#### [RECORDS PROVIDED]
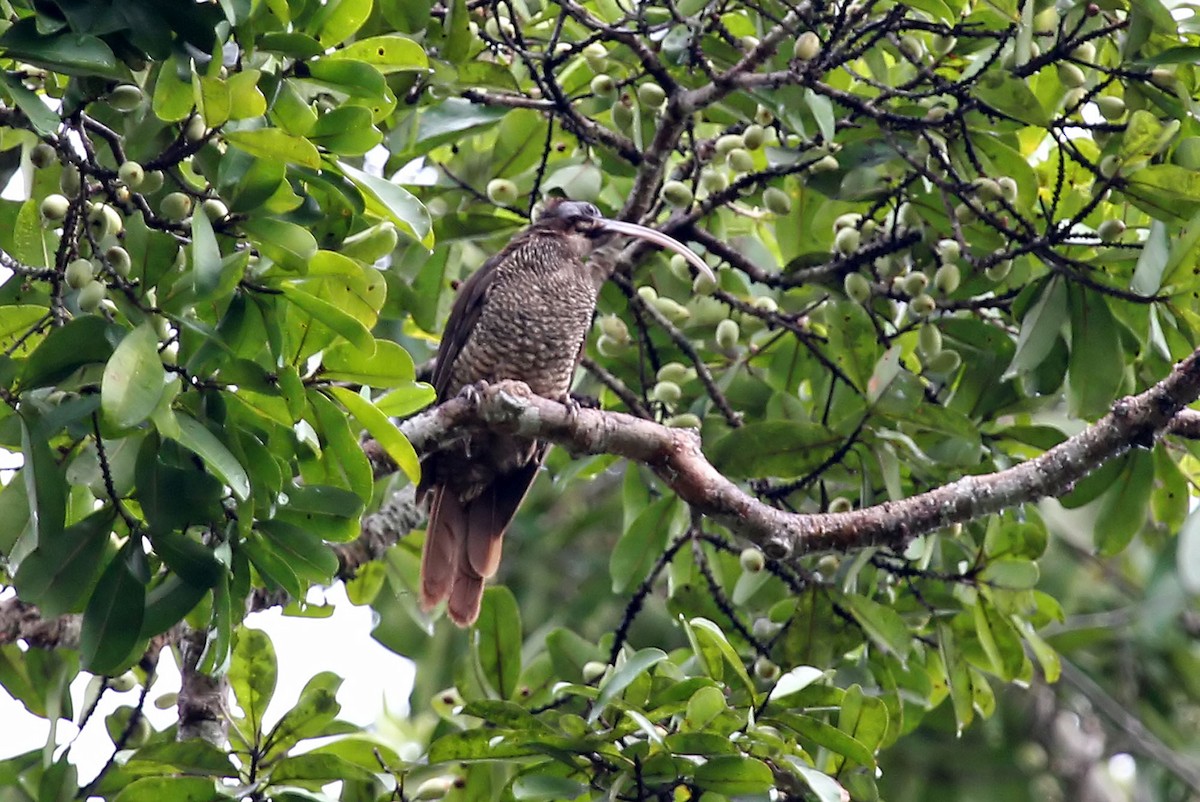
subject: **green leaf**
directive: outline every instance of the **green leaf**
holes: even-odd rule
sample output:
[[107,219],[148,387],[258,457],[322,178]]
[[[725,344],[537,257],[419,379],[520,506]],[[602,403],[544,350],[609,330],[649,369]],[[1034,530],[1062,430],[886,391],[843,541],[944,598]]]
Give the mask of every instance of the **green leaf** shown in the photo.
[[343,312],[329,301],[317,298],[294,285],[281,287],[283,297],[320,321],[337,334],[346,337],[355,348],[370,355],[374,353],[376,340],[365,325],[353,316]]
[[42,537],[20,561],[13,585],[20,598],[54,618],[73,612],[103,567],[114,513],[102,509],[58,537]]
[[475,656],[487,683],[502,699],[512,699],[521,677],[521,610],[503,585],[484,591],[475,622]]
[[244,221],[241,228],[263,256],[286,270],[305,273],[317,253],[317,240],[295,223],[256,216]]
[[228,131],[226,139],[235,148],[259,158],[271,158],[318,169],[320,154],[304,137],[294,137],[281,128],[256,128],[253,131]]
[[408,480],[414,485],[421,480],[421,461],[413,444],[396,427],[388,415],[358,393],[344,387],[331,387],[329,393],[354,415],[359,426],[371,432],[371,436],[383,445],[388,456],[400,466]]
[[205,777],[142,777],[121,789],[116,802],[217,802],[226,796]]
[[617,540],[608,558],[612,592],[624,593],[647,577],[667,541],[688,525],[686,509],[676,496],[654,502],[638,515]]
[[278,664],[270,636],[262,629],[241,627],[234,636],[229,686],[256,738],[263,731],[263,717],[277,680]]
[[899,612],[857,593],[846,594],[841,600],[872,644],[901,660],[908,657],[912,650],[912,634]]
[[775,785],[770,766],[756,758],[719,755],[696,767],[696,785],[725,796],[766,794]]
[[250,477],[229,448],[199,420],[184,412],[178,413],[178,418],[180,445],[204,460],[204,465],[226,483],[238,498],[241,501],[248,498]]
[[364,61],[378,68],[384,74],[430,68],[430,60],[425,55],[425,48],[407,36],[397,34],[359,40],[353,44],[347,44],[341,49],[334,50],[329,58]]
[[592,712],[588,713],[588,724],[595,724],[604,714],[608,702],[619,696],[631,682],[665,659],[667,659],[667,653],[660,648],[643,648],[630,656],[624,665],[613,671],[600,686],[600,695],[596,698],[595,705],[592,706]]
[[364,173],[343,161],[338,161],[337,167],[362,191],[367,209],[372,214],[391,220],[397,228],[407,232],[425,247],[433,247],[433,225],[430,221],[430,213],[415,196],[398,184]]
[[130,538],[101,574],[83,614],[79,659],[92,674],[119,674],[140,657],[145,585],[134,573],[144,561],[140,538]]
[[152,325],[143,323],[121,340],[104,365],[100,408],[114,426],[137,426],[158,406],[166,382],[158,335]]
[[732,430],[709,457],[731,479],[798,477],[818,467],[844,442],[820,424],[760,420]]

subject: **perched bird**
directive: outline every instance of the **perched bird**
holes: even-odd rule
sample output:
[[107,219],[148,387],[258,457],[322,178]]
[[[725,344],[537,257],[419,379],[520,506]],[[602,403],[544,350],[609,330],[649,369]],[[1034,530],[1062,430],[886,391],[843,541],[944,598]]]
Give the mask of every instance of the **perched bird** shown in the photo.
[[[535,394],[569,399],[571,378],[608,270],[586,258],[614,234],[637,237],[703,259],[666,234],[606,220],[590,203],[551,199],[536,221],[458,289],[433,370],[438,401],[476,382],[521,381]],[[421,555],[421,606],[449,600],[460,627],[479,616],[484,580],[500,562],[500,541],[547,444],[484,432],[431,454],[418,498],[430,498]]]

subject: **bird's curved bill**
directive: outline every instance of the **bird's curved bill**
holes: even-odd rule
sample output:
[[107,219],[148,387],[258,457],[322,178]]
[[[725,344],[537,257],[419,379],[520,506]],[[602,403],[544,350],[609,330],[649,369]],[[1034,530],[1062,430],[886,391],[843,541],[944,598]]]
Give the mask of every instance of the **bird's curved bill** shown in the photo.
[[637,223],[628,223],[624,220],[605,220],[601,226],[604,231],[610,231],[614,234],[624,234],[626,237],[636,237],[638,239],[644,239],[647,243],[654,243],[659,247],[665,247],[668,251],[674,251],[683,258],[688,259],[697,270],[708,276],[713,282],[716,281],[716,276],[713,274],[713,269],[700,258],[695,251],[680,243],[679,240],[667,237],[662,232],[656,232],[653,228],[647,228],[646,226],[638,226]]

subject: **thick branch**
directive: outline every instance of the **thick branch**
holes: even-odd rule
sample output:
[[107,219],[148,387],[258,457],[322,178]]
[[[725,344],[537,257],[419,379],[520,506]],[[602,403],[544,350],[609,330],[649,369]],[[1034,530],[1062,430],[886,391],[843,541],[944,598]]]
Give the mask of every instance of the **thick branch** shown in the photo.
[[871,545],[901,549],[912,538],[950,523],[1067,492],[1076,481],[1133,445],[1151,445],[1183,407],[1200,396],[1200,352],[1145,393],[1045,454],[985,475],[964,477],[919,496],[851,513],[802,515],[768,507],[721,475],[692,430],[670,429],[616,412],[569,409],[533,396],[517,382],[484,388],[478,402],[452,399],[404,423],[419,451],[436,450],[472,429],[552,441],[583,454],[616,454],[650,467],[697,511],[775,557],[850,551]]

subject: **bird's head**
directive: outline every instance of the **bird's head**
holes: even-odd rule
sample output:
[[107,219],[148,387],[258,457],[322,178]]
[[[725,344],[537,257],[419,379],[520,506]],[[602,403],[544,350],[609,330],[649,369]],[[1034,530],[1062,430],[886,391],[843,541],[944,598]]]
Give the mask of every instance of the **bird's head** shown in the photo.
[[583,200],[566,200],[564,198],[551,198],[546,202],[546,205],[542,208],[541,214],[538,215],[538,220],[534,225],[546,231],[582,237],[588,240],[592,246],[599,245],[601,241],[614,234],[643,239],[648,243],[658,245],[659,247],[665,247],[668,251],[679,253],[688,259],[688,262],[690,262],[696,270],[704,274],[714,282],[716,281],[716,276],[713,275],[712,268],[709,268],[702,258],[696,256],[691,249],[679,240],[667,237],[662,232],[654,231],[653,228],[647,228],[646,226],[625,222],[623,220],[608,220],[600,214],[600,210],[592,203],[586,203]]

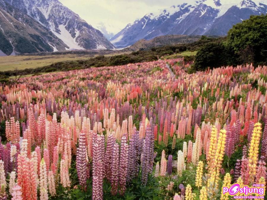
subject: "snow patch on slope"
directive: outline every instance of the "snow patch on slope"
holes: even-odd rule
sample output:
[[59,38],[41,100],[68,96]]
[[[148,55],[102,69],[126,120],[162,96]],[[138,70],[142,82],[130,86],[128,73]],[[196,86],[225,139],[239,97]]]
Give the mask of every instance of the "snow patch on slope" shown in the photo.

#### [EXERCISE AIM]
Please repeat everything from the line containing "subject: **bird's head**" down to the line containing "Give the mask of every instance of the **bird's head**", both included, reproducing those lines exactly.

#### [RESPONSE TO THIS TASK]
subject: **bird's head**
directive: outline every instance of the **bird's head**
holes: even-odd rule
sample output:
[[107,219],[148,387],[258,457],[322,178]]
[[[725,344],[537,257],[419,379],[520,506]],[[602,403],[544,350],[609,330],[649,369]],[[1034,530],[1062,430],[886,391],[843,541],[944,598]]]
Give the mask of every instance of the **bird's head** shown in the photo.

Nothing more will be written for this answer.